▶ [Directive]: Arrange every line of the records as a Markdown table with two columns, No. and Line. Skip blank lines and leave the pictures out.

▶ [Dataset content]:
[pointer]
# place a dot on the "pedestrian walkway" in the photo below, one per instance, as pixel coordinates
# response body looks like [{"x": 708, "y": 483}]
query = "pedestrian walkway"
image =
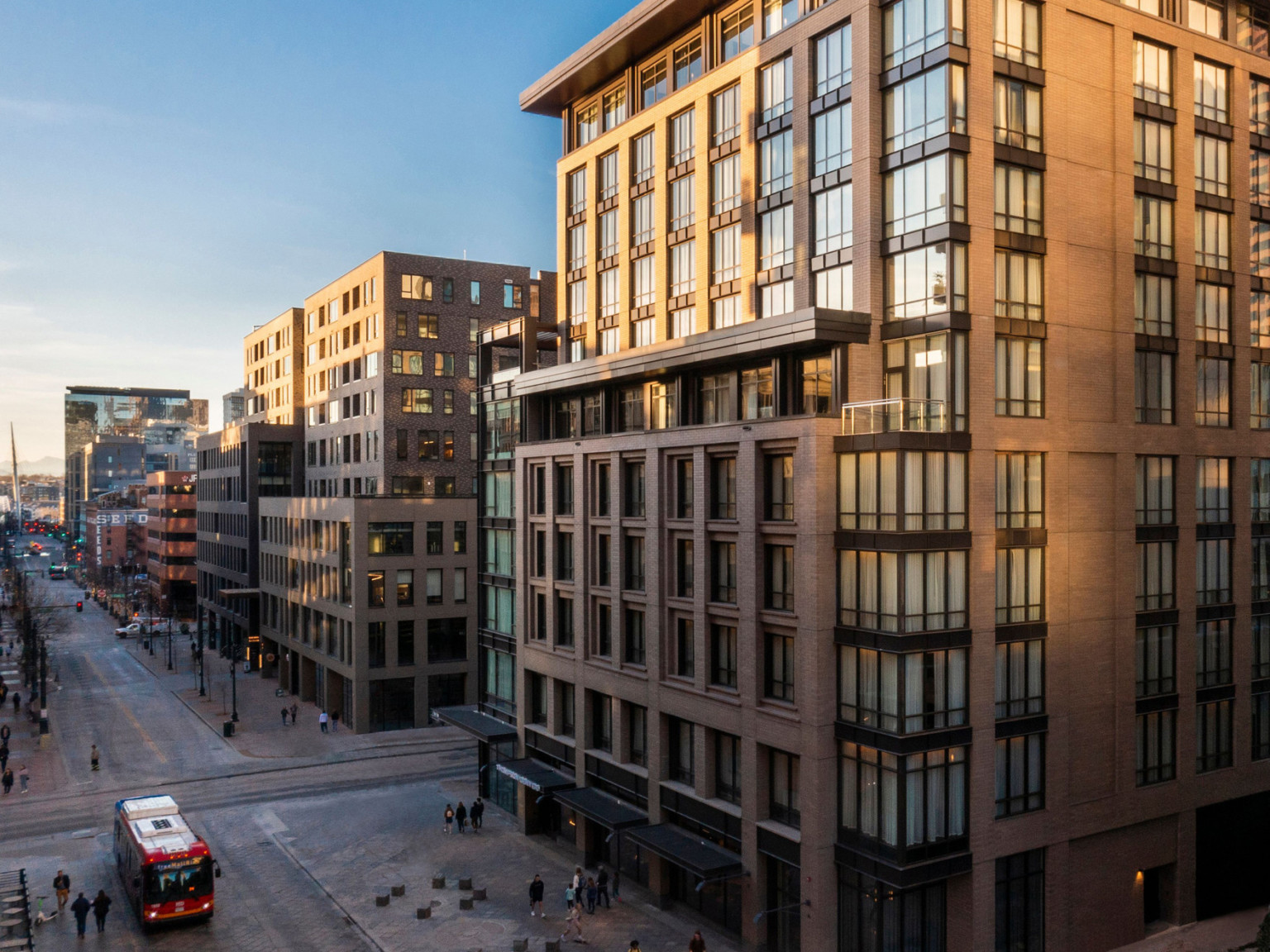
[
  {"x": 260, "y": 730},
  {"x": 1223, "y": 933}
]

▶ [Exercise response]:
| No. | Line |
|---|---|
| 1 | [pointer] |
| 2 | # place a dot on the "pedestrian walkway" in the photo below, one per instance, as pixel coordinates |
| 3 | # response body looks like [{"x": 708, "y": 483}] |
| 4 | query = "pedestrian walkway" |
| 5 | image = |
| 6 | [ |
| 7 |   {"x": 260, "y": 730}, |
| 8 |   {"x": 1223, "y": 933} |
| 9 | ] |